## Given passage
::::::::::

The site is stunning and impressive.  I find it a bit too needy.  To many "Contact us here..." buttons.  Even the first one of the bottom right, I'd take it out.  Why?

Corporate/commercial clients do not look for "Unique. Stylish. Cinematic", they look for "Current. Targeted.  Distribution Friendly."  Don't call them, they'll call you ;)

For music videos, the more creativity the better.  They are musicians, not filmmakers, so whatever you can do to keep a viewer interested long enough to listen to the whole song is ALL that matters.  You'd think that would be the same goal for a corporate video, but it isn't.

Established companies must balance keeping their existing customers (brand/perception) focused/stable/reliable while doing just enough new stuff to look fresh.  There will be factions within every corporation that want you to just do what's been done a million times before and which they believe pays the bills (and keep in mind will pay YOUR meaty invoice).  There will be factions that want to try something new, or go in a different directions.  Balancing those competing needs will be the difference between success and failure.  Both factions have to sign-off on using your company.  Right now, your site speaks only to those factions wanting to do cool stuff.  It will turn off the other factions.

::::::::::

## Source excerpt
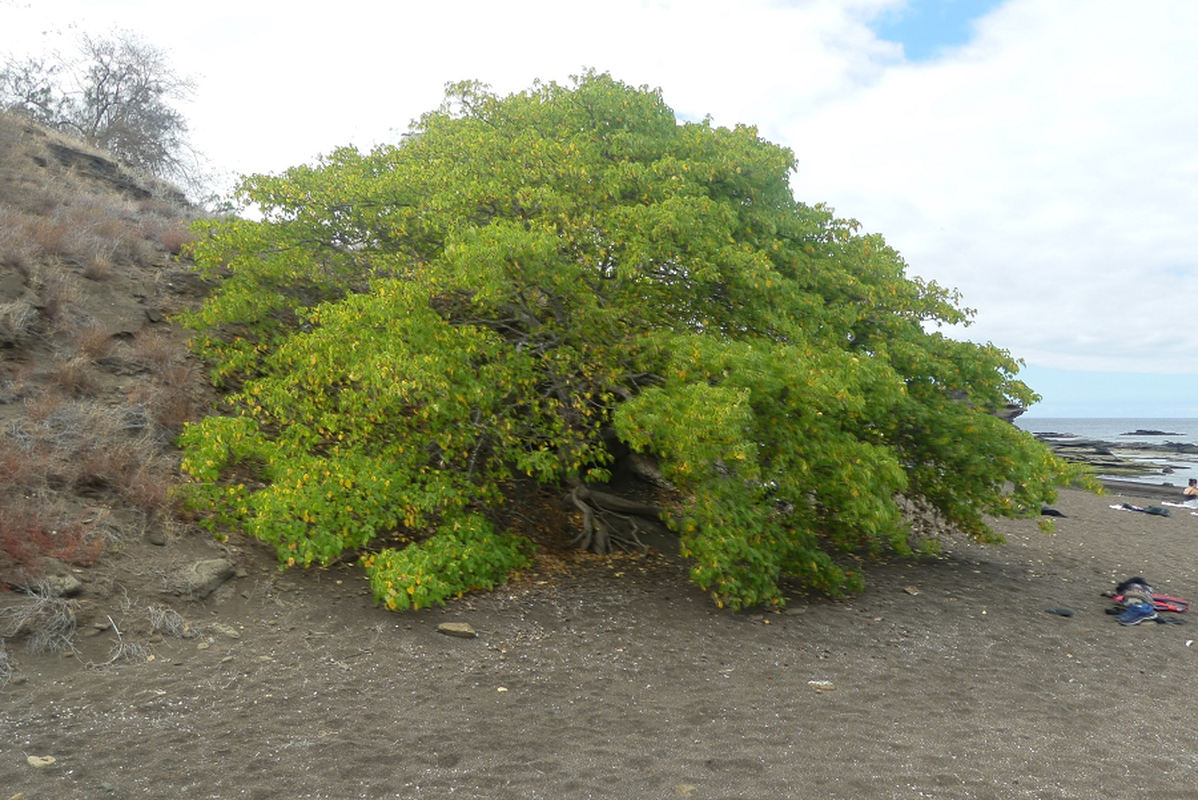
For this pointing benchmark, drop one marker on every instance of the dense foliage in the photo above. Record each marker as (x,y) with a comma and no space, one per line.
(524,279)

::::::::::

## Task details
According to the website critique, what qualities do corporate and commercial clients look for?

## Correct result
"Current. Targeted. Distribution Friendly."